▸ **About this task**
Starting at the top line and ending at the last, restate the records exactly.
═══ Data shown ═══
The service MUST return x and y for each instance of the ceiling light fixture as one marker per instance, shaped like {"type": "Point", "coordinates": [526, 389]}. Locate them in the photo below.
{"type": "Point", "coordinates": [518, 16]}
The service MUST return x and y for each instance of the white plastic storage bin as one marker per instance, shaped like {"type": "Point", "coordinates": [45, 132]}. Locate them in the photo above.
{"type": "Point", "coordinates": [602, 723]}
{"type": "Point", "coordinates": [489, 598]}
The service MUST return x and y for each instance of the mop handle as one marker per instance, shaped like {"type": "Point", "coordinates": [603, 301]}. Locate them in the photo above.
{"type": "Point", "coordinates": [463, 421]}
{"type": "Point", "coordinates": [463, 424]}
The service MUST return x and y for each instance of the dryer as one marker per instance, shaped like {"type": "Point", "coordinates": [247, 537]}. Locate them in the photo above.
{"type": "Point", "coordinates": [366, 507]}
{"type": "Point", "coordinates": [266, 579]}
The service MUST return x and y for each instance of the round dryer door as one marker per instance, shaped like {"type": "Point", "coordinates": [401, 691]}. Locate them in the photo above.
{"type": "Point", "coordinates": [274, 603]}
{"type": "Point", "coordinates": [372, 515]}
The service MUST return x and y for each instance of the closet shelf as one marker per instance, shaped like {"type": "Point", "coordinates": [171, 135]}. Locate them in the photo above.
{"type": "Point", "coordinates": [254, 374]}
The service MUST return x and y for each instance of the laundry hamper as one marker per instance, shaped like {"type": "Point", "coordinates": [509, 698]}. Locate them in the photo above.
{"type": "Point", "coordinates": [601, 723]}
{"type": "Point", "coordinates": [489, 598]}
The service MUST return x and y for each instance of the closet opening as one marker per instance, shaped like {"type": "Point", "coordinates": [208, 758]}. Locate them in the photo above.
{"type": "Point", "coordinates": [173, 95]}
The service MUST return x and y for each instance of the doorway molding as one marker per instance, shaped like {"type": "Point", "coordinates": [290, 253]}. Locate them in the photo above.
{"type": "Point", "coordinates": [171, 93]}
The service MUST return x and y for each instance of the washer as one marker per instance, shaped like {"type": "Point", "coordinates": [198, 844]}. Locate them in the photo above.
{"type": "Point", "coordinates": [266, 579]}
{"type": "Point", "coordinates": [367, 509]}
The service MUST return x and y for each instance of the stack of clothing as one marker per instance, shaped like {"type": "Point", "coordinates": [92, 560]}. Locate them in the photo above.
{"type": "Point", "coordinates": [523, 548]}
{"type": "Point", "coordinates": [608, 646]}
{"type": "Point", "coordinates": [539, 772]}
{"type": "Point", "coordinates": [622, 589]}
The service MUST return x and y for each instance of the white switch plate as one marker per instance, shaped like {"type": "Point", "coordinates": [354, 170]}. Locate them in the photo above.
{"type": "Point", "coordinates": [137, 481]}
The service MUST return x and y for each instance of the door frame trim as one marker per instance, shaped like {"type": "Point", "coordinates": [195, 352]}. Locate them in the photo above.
═══
▸ **Finished task**
The service MUST return x and y for each instance of the ceiling light fixture as one marker per instance, shaped like {"type": "Point", "coordinates": [526, 389]}. Locate them in the photo below.
{"type": "Point", "coordinates": [518, 16]}
The service MUST return x and y for each instance of the white plastic storage bin as one marker per instance, shaped like {"type": "Point", "coordinates": [45, 132]}. Locate them in the photo above.
{"type": "Point", "coordinates": [602, 723]}
{"type": "Point", "coordinates": [489, 598]}
The service MUST return x and y for each instance of the mop handle as one marker per instance, shaped like {"type": "Point", "coordinates": [603, 301]}. Locate them in the photo above.
{"type": "Point", "coordinates": [463, 421]}
{"type": "Point", "coordinates": [463, 424]}
The service MUST return x and y for each instance of the dryer as one marker per instance, shaped like {"type": "Point", "coordinates": [247, 537]}. Locate them in the photo above.
{"type": "Point", "coordinates": [366, 507]}
{"type": "Point", "coordinates": [266, 579]}
The service MUST return x and y for each instance of the round dryer door as one marker per instance, shaped like {"type": "Point", "coordinates": [401, 691]}. Locate them in the photo above.
{"type": "Point", "coordinates": [274, 603]}
{"type": "Point", "coordinates": [372, 515]}
The service MUST return x and y for each instance of the closet shelf as one marker per instance, shaped like {"type": "Point", "coordinates": [171, 135]}. Locate them in the photo above.
{"type": "Point", "coordinates": [254, 374]}
The service MUST return x and y for each instance of the laundry hamper as one marker per instance, shaped like {"type": "Point", "coordinates": [509, 698]}. Locate them in the photo above.
{"type": "Point", "coordinates": [601, 723]}
{"type": "Point", "coordinates": [489, 598]}
The service MUST return x and y for each instance of the closet opening as one marker per instance, shaped like {"type": "Point", "coordinates": [208, 758]}. Locate them in the photo above.
{"type": "Point", "coordinates": [173, 95]}
The service MUST return x and y for each instance of the doorway molding as one marker per instance, shaped like {"type": "Point", "coordinates": [290, 253]}. Locate them in the photo above.
{"type": "Point", "coordinates": [171, 93]}
The service MUST return x and y for each instance of the washer as one marker per instance, shaped like {"type": "Point", "coordinates": [198, 844]}. Locate them in the photo above.
{"type": "Point", "coordinates": [266, 579]}
{"type": "Point", "coordinates": [367, 509]}
The service MUST return x and y for each instance of the stack of clothing as one marker per instance, shaped like {"type": "Point", "coordinates": [92, 560]}. Locate them in the photo above.
{"type": "Point", "coordinates": [523, 548]}
{"type": "Point", "coordinates": [608, 646]}
{"type": "Point", "coordinates": [539, 772]}
{"type": "Point", "coordinates": [622, 589]}
The service MUST return x and y for each instance of the white switch plate as one marker per instance, shaped like {"type": "Point", "coordinates": [354, 170]}. Locate them in the photo above.
{"type": "Point", "coordinates": [137, 481]}
The service MUST return x and y for each instance of the door frame trim as one marker per instance, shaped like {"type": "Point", "coordinates": [195, 352]}. Locate them in the photo above.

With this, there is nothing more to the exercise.